> _Assigned task_: Copy every line of the records below that holds the word "bush".
━━━━━ Records
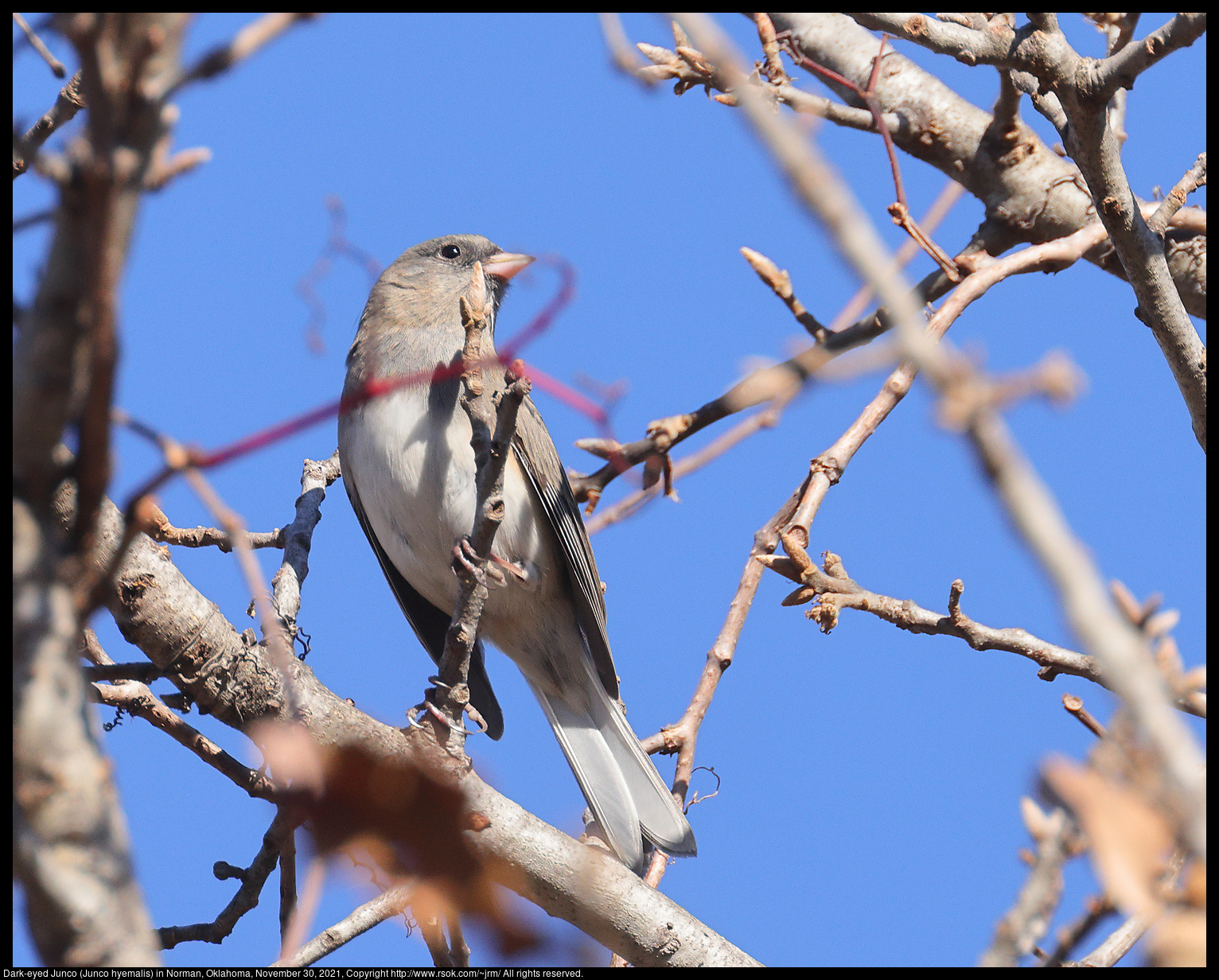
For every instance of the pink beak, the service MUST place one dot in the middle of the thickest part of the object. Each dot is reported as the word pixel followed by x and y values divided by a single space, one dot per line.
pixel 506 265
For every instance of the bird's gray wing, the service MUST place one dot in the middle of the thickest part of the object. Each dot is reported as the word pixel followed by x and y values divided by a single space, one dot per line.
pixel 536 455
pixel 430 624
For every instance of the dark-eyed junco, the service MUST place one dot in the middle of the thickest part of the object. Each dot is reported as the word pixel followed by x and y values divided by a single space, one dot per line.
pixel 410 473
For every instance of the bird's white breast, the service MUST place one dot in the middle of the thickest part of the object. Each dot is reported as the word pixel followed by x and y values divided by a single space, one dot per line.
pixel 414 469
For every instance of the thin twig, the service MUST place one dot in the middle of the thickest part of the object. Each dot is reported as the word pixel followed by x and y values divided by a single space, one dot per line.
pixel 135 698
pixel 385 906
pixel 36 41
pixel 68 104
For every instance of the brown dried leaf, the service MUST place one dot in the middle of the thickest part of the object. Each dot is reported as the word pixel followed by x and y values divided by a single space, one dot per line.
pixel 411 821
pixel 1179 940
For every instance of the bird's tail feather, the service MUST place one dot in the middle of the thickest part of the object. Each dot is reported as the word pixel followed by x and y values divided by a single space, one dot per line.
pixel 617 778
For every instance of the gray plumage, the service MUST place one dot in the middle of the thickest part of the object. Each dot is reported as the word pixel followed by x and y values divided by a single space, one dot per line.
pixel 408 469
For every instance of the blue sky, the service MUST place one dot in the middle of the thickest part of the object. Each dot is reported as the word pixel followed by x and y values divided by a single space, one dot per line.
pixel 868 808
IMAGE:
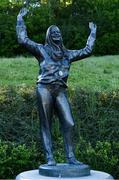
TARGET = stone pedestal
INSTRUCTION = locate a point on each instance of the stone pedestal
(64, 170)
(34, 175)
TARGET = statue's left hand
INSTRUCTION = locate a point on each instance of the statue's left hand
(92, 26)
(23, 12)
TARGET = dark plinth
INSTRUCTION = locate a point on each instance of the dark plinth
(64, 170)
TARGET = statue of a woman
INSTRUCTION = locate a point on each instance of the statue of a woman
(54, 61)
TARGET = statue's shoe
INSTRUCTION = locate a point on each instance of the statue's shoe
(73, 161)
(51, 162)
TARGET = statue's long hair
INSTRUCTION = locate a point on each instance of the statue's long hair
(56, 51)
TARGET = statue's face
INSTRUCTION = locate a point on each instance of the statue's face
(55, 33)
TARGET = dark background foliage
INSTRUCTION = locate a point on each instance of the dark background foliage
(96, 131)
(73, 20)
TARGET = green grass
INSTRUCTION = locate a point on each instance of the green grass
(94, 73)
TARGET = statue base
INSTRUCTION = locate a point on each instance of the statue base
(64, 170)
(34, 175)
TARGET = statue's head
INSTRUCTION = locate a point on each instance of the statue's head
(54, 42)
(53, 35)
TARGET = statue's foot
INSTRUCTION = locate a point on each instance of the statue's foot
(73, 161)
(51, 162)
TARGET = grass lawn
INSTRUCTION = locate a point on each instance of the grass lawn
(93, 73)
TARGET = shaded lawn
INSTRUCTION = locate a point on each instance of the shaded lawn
━━━━━━━━━━
━━━━━ Records
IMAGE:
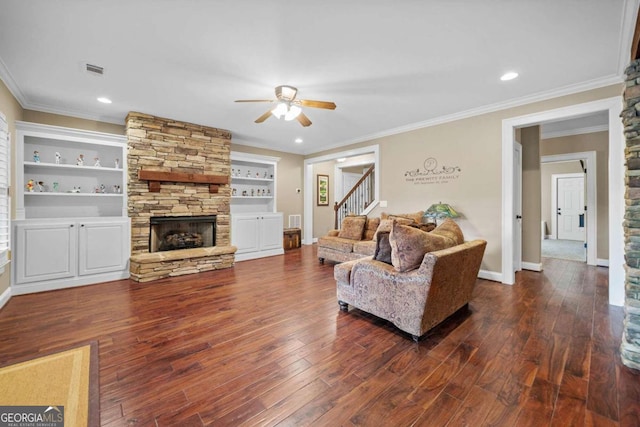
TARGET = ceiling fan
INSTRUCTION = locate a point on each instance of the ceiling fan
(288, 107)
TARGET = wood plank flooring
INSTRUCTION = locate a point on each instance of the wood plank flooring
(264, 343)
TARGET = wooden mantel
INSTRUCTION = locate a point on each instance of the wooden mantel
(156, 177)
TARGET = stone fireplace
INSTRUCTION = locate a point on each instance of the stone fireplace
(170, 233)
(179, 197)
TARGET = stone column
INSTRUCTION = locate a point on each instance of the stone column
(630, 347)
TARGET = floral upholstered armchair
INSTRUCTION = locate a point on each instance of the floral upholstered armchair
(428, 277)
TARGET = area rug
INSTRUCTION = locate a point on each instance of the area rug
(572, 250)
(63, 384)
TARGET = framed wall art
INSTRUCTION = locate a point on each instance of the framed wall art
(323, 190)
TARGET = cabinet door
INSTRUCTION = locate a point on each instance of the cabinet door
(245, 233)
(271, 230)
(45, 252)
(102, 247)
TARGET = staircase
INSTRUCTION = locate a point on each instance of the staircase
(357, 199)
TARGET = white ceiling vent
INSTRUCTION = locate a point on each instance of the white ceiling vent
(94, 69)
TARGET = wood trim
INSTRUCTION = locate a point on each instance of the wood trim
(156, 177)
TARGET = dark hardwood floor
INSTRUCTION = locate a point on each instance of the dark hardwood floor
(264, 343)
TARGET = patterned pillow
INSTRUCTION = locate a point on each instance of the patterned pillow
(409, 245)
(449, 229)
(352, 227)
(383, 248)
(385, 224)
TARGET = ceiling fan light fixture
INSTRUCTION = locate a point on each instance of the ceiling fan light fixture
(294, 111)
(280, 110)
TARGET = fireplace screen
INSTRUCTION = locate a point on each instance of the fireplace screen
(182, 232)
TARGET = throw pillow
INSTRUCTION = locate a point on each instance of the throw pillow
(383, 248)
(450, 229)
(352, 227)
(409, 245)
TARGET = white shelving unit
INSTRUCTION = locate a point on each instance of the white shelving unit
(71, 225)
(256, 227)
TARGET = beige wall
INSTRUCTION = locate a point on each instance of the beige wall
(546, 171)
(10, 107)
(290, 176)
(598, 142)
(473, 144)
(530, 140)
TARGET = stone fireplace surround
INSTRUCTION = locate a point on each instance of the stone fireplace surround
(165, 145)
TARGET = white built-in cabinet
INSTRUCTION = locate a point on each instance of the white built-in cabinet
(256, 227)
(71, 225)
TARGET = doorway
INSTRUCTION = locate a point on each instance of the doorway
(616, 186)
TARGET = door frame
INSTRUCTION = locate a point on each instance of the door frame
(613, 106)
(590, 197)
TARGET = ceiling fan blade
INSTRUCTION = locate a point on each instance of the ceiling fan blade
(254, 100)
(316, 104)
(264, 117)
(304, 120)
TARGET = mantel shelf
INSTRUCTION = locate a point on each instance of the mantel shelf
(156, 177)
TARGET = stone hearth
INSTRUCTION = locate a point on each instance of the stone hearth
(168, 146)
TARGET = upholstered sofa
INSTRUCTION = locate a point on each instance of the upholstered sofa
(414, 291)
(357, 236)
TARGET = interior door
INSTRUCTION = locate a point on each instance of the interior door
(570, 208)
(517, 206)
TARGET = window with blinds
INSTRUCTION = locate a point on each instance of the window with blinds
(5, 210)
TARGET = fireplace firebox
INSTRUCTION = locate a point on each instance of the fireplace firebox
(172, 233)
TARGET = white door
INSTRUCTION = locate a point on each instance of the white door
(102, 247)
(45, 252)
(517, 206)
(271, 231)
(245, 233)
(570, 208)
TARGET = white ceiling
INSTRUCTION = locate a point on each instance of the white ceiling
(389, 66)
━━━━━━━━━━
━━━━━ Records
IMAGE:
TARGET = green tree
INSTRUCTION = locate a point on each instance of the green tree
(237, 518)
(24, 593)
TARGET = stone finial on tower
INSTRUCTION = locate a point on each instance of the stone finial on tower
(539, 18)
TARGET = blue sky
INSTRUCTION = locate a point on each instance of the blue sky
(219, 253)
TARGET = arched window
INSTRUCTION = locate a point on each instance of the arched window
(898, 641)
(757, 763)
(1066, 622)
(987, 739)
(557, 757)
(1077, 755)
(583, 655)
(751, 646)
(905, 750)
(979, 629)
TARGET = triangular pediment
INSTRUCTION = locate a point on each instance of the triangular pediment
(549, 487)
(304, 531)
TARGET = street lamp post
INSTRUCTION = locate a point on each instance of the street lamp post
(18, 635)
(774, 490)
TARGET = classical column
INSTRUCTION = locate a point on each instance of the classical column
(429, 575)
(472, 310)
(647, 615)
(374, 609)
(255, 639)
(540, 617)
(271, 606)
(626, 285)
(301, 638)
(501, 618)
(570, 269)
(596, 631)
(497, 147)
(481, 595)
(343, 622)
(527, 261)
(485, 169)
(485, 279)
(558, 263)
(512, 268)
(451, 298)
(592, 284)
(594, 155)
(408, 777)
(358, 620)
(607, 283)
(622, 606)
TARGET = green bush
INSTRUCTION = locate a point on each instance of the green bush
━━━━━━━━━━
> _Answer area_:
TARGET = green bush
INSTRUCTION = locate a point on each instance of the green bush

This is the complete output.